## Task description
Rewrite the listing below as a numbered list, from its first line through the line containing "110,0 -> 200,25", omitting any blank lines.

## Records for the task
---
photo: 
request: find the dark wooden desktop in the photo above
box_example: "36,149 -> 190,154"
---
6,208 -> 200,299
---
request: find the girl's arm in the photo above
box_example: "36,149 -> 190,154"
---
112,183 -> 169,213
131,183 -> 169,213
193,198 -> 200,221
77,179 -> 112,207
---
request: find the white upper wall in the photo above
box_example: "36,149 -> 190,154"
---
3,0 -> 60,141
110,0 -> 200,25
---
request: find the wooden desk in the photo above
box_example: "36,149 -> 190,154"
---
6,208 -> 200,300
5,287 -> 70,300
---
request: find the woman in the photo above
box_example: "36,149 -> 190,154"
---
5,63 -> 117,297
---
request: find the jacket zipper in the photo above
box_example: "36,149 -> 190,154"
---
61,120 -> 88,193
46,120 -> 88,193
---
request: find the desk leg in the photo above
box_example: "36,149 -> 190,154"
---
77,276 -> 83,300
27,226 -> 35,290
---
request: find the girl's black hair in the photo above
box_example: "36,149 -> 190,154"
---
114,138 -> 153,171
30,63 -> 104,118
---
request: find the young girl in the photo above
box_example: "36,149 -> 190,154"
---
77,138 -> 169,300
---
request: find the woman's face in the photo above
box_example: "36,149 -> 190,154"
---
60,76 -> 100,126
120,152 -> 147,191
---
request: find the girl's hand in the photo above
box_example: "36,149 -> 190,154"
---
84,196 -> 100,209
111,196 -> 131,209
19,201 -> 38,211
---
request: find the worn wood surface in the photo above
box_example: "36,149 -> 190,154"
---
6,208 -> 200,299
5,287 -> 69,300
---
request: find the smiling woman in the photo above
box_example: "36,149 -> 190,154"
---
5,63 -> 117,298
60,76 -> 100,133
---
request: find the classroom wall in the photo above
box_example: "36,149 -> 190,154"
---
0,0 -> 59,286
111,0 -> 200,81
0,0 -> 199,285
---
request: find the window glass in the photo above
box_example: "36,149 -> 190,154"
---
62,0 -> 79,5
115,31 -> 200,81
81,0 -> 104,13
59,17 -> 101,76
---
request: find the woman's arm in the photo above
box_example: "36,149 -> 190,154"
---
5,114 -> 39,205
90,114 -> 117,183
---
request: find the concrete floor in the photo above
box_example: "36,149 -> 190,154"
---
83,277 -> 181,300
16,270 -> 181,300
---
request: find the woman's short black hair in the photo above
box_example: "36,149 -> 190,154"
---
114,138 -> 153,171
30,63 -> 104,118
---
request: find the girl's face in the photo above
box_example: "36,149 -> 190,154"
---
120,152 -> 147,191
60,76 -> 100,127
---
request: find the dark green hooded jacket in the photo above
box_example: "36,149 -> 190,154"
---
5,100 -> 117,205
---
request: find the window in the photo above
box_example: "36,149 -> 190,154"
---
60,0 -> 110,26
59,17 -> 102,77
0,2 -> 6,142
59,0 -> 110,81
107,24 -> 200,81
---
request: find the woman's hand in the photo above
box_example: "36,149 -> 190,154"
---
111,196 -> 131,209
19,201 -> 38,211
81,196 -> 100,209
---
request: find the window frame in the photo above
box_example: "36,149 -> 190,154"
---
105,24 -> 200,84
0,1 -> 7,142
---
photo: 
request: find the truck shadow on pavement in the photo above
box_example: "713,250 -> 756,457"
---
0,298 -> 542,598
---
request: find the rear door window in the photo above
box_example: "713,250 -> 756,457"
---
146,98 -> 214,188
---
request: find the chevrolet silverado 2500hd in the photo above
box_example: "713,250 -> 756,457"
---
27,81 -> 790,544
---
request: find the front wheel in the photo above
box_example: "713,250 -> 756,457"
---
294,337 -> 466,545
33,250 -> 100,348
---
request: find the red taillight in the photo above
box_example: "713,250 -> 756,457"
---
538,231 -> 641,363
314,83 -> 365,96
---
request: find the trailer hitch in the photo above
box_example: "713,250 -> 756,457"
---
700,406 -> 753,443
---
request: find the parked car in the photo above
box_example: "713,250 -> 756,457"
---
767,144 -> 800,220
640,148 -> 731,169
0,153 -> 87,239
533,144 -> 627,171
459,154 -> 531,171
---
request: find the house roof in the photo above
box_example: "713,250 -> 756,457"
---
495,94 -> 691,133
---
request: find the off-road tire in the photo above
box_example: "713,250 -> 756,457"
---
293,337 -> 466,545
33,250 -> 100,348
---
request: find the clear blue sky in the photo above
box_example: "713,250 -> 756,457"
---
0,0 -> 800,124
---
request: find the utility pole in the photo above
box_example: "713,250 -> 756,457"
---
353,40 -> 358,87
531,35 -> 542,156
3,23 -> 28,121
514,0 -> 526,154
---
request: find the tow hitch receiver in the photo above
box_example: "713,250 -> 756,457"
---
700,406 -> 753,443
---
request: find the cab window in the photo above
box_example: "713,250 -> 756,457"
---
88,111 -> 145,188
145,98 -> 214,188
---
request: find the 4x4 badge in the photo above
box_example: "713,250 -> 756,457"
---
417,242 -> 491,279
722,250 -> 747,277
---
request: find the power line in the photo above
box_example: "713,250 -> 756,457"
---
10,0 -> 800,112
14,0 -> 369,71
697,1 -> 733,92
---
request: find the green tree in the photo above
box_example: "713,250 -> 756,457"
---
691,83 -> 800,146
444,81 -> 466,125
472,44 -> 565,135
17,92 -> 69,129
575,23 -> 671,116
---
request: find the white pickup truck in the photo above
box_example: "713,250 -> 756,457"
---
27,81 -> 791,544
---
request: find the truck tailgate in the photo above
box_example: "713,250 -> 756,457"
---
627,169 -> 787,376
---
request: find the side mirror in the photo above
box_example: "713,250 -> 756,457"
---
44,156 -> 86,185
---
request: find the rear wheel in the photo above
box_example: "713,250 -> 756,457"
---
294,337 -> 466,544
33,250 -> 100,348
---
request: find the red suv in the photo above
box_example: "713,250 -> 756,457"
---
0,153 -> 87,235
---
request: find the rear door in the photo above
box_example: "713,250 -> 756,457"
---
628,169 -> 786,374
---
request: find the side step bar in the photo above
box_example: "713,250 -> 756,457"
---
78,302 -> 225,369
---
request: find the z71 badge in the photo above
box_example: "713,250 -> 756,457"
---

## Output for this task
1. ---
2. photo: 
3. request: find the dark wooden desktop in the photo above
4. box_example: "36,149 -> 190,154"
5. ---
6. 6,208 -> 200,299
7. ---
8. request: find the girl's arm in the photo above
9. box_example: "36,149 -> 190,154"
10. ---
11. 112,183 -> 169,213
12. 131,183 -> 169,213
13. 193,198 -> 200,221
14. 77,179 -> 112,207
15. ---
16. request: find the white upper wall in the photo above
17. box_example: "36,149 -> 190,154"
18. ---
19. 3,0 -> 60,141
20. 110,0 -> 200,25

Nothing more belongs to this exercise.